*EXERCISE INPUT:*
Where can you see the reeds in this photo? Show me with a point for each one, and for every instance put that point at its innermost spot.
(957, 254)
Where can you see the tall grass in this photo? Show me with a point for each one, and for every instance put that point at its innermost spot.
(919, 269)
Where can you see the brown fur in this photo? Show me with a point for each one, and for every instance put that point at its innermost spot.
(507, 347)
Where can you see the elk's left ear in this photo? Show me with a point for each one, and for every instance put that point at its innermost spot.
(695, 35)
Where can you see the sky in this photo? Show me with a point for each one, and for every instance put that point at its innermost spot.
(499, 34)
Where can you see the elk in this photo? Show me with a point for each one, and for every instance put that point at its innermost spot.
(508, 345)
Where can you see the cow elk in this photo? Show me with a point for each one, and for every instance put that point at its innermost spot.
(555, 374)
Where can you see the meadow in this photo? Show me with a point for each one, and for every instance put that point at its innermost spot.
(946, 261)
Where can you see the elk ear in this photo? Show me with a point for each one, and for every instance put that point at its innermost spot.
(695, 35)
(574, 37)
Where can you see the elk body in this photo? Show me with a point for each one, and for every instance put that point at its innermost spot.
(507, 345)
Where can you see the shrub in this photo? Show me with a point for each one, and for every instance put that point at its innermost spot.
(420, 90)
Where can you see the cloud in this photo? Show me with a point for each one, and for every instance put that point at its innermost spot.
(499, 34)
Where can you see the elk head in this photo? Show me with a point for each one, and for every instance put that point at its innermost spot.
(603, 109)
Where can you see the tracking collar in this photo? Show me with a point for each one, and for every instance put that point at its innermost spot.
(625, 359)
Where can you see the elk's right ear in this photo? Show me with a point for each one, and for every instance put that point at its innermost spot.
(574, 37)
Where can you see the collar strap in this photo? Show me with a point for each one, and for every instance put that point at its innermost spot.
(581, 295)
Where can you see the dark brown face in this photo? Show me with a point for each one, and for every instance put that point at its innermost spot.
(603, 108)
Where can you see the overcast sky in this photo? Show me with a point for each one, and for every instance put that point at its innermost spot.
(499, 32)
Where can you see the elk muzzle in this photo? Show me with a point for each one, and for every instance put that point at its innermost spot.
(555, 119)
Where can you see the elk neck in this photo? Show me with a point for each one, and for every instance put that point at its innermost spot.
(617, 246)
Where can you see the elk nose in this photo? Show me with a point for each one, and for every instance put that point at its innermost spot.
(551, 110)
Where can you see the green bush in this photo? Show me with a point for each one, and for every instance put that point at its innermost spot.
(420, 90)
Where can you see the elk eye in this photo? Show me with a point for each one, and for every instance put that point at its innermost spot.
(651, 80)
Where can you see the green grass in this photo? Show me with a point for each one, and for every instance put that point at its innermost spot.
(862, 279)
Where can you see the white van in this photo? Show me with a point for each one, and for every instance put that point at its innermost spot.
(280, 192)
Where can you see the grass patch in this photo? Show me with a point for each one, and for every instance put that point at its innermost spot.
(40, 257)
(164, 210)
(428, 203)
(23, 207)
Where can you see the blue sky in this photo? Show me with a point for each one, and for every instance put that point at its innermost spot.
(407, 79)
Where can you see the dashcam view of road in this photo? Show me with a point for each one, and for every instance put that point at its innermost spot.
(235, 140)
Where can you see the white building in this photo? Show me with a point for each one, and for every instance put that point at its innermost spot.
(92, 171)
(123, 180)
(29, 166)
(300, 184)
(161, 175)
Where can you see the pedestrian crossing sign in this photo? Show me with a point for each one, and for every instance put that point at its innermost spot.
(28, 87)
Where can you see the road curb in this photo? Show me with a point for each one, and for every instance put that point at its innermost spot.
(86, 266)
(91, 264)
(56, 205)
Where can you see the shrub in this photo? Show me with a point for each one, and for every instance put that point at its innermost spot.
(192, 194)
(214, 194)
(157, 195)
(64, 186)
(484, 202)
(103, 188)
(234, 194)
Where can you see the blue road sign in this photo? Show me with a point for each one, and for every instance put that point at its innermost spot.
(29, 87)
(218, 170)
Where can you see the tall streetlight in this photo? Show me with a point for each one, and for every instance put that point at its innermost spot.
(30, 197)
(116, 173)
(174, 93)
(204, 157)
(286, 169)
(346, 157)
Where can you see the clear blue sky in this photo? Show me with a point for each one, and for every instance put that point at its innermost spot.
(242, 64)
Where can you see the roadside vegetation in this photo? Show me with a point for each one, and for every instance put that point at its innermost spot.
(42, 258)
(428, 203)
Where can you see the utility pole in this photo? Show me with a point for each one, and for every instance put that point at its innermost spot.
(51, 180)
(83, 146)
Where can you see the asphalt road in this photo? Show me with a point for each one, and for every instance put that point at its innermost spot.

*PROBLEM DETAILS:*
Each line of the data above needs to be returned exactly.

*REPLY:*
Where can you see the reeds in this photo? Show me with a point for each one, and for every instance put that point at its innermost spot.
(957, 254)
Where can you see the tall grass in this photo? Show me with a point for each one, and for every instance put that point at its innermost spot.
(919, 269)
Where can you see the brown fur in this photo? Show me with a point for each one, and for every instance put that point at its innermost spot.
(507, 347)
Where can you see the elk's left ear in this photo? Show me with a point for each one, and for every instance put that point at its innermost spot.
(695, 35)
Where can you see the sky in this photo? Show me with a point for each one, and for every instance put that point at its innermost spot.
(499, 34)
Where can you see the elk in this photo? Show me with a point for each one, and for every instance put that point at its innermost spot.
(508, 345)
Where can you see the cow elk in this photo? Show me with a point for each one, and for every instance put that point at its innermost spot.
(555, 374)
Where can you see the meadow in this photo? Show me with a point for each one, and for every instance put that point at its innermost spot.
(946, 261)
Where can you see the elk ear in this photo? Show me with a point for each one, and for every instance put that point at its innermost spot.
(695, 35)
(574, 37)
Where can you see the elk body in this photo? Show me with a point for each one, and for every instance put that point at its innermost spot.
(507, 345)
Where can you see the shrub in this photo? Show me with a point for each one, and for every instance put that point at its innermost spot.
(420, 90)
Where can you see the cloud in this photo? Show me with a point for each one, and for every instance put that point at its innermost spot.
(499, 34)
Where can you see the elk head in this photo? Show me with a point for each one, and for every instance put that point at its innermost spot.
(603, 109)
Where can you see the tracking collar in this photo? Show me with a point for each one, and for every instance put that point at its innermost spot.
(625, 359)
Where can you see the elk's right ear in this photo? Show me with a point for each one, and for every instance put that point at its innermost spot.
(574, 37)
Where can you see the collar strap in this photo? Show me with a point for each one, and for every instance put that point at its innermost spot.
(581, 295)
Where can you see the dark brown face in this photo? Show me with a point for each one, and for every instance put that point at its innermost spot.
(603, 108)
Where can you see the overcast sky in this photo? Show me with a point for each one, and for every instance put that point at its innermost spot.
(499, 32)
Where can you see the elk muzzle in this photo? Show me with a point for each one, and for every instance put that point at its innermost spot.
(555, 119)
Where can you see the elk neck in this photo? Show me with a point for each one, and for every instance put that point at its innermost spot.
(617, 246)
Where can you see the elk nose in this photo? Show me with a point for each one, and for every instance put that point at its innermost spot.
(551, 110)
Where can you see the green bush in this photo? Show me with a point for each one, and for every instance put that point at its innermost spot.
(420, 90)
Where can you see the elk eye in this photo? Show me with a point for each one, and for every instance put that point at its innermost spot.
(651, 80)
Where can you see the green grass in this photo? Show me with a point for each one, and for every instance put that point at its innermost spot.
(862, 279)
Where can you see the white van in this photo? Show me with a point for each one, and for every instance put that point at its innermost spot.
(280, 192)
Where can you see the grass patch in this photo? Show me with a point for each one, and for every instance put that point at its innermost spot.
(40, 257)
(164, 210)
(428, 203)
(23, 207)
Where can you see the blue sky in this photo? Show me with a point for each one, and for every instance put that point at its innermost spot.
(407, 79)
Where can you see the dashcam view of road in this photo? Show me with a point for each one, and for every instance put that point at its innermost spot.
(235, 140)
Where can you see the white building in this photo? Show me with a point for each one, and for every instance put that point at its innermost spot.
(92, 171)
(123, 180)
(29, 166)
(300, 184)
(161, 175)
Where can you see the pedestrian crossing sign in this photo? Show me with a point for each one, and for every instance put that point at its innermost spot.
(28, 87)
Where can you see the road curb in this photo? Show me with a point for each one, and for every instance put that point at its innermost spot.
(86, 266)
(91, 264)
(56, 205)
Where can you see the shrub in this photo? Show me with a point for each one, and for every instance put that point at its innermost spot.
(192, 194)
(214, 194)
(157, 195)
(64, 186)
(484, 202)
(103, 188)
(234, 194)
Where can you see the blue road sign in this photo? Show me with a point for each one, and for every instance put that point at its innermost spot.
(29, 87)
(218, 170)
Where can you see the tall streetlight in this photo? Show me with a point for each one, and for every instance put that point at its innermost spot.
(30, 197)
(116, 173)
(174, 93)
(204, 157)
(286, 169)
(346, 157)
Where can you see the clear blue sky in this photo? Show me with a point for each one, and for every instance put that point at its innermost spot.
(242, 64)
Where can you see the roadside vegetation in this photo? Show me with a point for each one, and for every instance put that point at its innermost spot.
(42, 258)
(428, 203)
Where can you see the utility pole in this photo? Show me with a point for each one, and for every instance put that point at its innermost spot.
(51, 180)
(83, 146)
Where can you see the asphalt road in this photo? Show me with a point for each one, and for every instance put that point at its innermost spot.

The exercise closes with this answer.